_Problem to solve_:
Repeat the entries below exactly, missing none.

Items listed in a dataset

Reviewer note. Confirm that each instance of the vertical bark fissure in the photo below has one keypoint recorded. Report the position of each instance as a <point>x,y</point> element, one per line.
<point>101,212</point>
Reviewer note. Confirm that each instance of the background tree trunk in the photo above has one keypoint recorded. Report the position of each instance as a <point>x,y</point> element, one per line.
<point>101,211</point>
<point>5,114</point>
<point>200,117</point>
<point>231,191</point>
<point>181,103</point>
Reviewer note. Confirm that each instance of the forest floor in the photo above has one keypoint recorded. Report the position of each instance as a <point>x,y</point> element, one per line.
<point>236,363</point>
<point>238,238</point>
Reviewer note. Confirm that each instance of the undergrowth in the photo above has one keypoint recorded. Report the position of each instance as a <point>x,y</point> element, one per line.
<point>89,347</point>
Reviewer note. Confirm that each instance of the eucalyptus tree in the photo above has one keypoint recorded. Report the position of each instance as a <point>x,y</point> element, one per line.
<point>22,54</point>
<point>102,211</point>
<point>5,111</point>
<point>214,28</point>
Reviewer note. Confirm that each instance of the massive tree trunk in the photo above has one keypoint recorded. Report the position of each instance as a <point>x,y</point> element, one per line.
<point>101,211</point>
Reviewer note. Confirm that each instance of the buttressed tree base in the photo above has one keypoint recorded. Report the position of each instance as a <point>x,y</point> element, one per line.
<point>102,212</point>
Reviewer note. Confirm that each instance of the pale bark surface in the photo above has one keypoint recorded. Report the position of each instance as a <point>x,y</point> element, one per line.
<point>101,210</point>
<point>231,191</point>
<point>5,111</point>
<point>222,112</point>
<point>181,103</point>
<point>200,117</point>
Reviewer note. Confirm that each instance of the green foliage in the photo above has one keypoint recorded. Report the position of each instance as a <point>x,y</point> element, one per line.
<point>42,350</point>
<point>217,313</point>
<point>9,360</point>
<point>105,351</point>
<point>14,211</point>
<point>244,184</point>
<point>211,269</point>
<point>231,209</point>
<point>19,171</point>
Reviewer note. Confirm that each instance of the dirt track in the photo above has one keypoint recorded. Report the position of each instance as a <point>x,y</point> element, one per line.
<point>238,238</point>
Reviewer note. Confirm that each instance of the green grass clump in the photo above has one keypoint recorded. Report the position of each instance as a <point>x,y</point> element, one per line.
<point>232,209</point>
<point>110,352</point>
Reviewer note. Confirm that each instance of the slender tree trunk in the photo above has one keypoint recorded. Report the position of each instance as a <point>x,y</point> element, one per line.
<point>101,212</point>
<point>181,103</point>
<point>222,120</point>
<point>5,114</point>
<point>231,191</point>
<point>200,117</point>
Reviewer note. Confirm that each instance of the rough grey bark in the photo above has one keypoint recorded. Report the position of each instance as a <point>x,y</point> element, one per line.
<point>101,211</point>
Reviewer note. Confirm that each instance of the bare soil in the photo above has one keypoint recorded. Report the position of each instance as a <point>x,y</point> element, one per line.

_Reply_:
Reviewer note. Confirm that each instance of the vertical bark fissure in the photo below has one keypoint recorded. Report the position of each instance as a <point>x,y</point> element, one per line.
<point>101,212</point>
Reviewer note. Confirm that each instance of the background tree trunk in the photo above has one keypoint recorded. Report the position of each instance as a <point>x,y</point> element, one per line.
<point>101,211</point>
<point>5,114</point>
<point>200,117</point>
<point>231,191</point>
<point>181,103</point>
Reviewer note. Confirm that each instance of the forest floor in the photo above has one keypoint recorded. Report the position of each instance as a <point>x,y</point> element, one per line.
<point>236,363</point>
<point>238,238</point>
Reviewer note. Confirm that each instance of the undergrowth in the photo above has one keypoint recorded. Report the position of each instance as a <point>x,y</point> element, one per line.
<point>89,347</point>
Reviewer note. Confirm that each instance of the eucalyptus tree in the photo above has one keypoint recorded. Report the position of each instance as a <point>x,y</point> element, one per line.
<point>22,54</point>
<point>102,211</point>
<point>5,111</point>
<point>214,28</point>
Reviewer note. Confirm that each instance of the massive tree trunk in the photo above has one keypoint recorded. Report the position of each instance as a <point>x,y</point> element, one per line.
<point>101,211</point>
Reviewer note. Confirm that each instance of the buttressed tree base in the photo above has one keypoint recorded. Report the position of each instance as a <point>x,y</point> element, one per line.
<point>102,212</point>
Reviewer note. Confirm that each instance of the pale bark surface in the photo above has one keypoint recorded. Report the position of each instance as a <point>x,y</point> element, one per line.
<point>101,210</point>
<point>231,191</point>
<point>5,111</point>
<point>222,112</point>
<point>181,103</point>
<point>200,117</point>
Reviewer note. Confirm that each instance of the green foliage in the photo above has one keypoint recorded. Report the position of each instance as a <point>x,y</point> element, one per line.
<point>42,350</point>
<point>217,313</point>
<point>9,360</point>
<point>105,351</point>
<point>14,211</point>
<point>244,184</point>
<point>211,269</point>
<point>231,209</point>
<point>19,171</point>
Reviewer note. Confirm that each instance of the dirt track in the photo above has one keypoint recorded. Report the position of each instance as a <point>x,y</point> element, one per line.
<point>238,238</point>
Reviewer note. Confirm that each instance of the green grass clump in the photo above has one keypoint recorded. Report the position of each instance as a <point>x,y</point> element, one per line.
<point>232,209</point>
<point>110,352</point>
Reviewer note. Confirm that each instance of the slender tree trunk in the photo above has one keypoint recorded. Report the position of each instance as a <point>x,y</point> element, one per line.
<point>101,212</point>
<point>181,103</point>
<point>222,120</point>
<point>5,114</point>
<point>231,191</point>
<point>200,117</point>
Reviewer note. Confirm that each instance of the rough grey bark in the photo above has one keypoint recorded. Report the position of each instance as a <point>x,y</point> element, one per line.
<point>101,211</point>
Reviewer note. Confirm that each instance of the bare soil in the photo above has one keypoint recorded. Report the position of each instance as a <point>x,y</point> element, one per line.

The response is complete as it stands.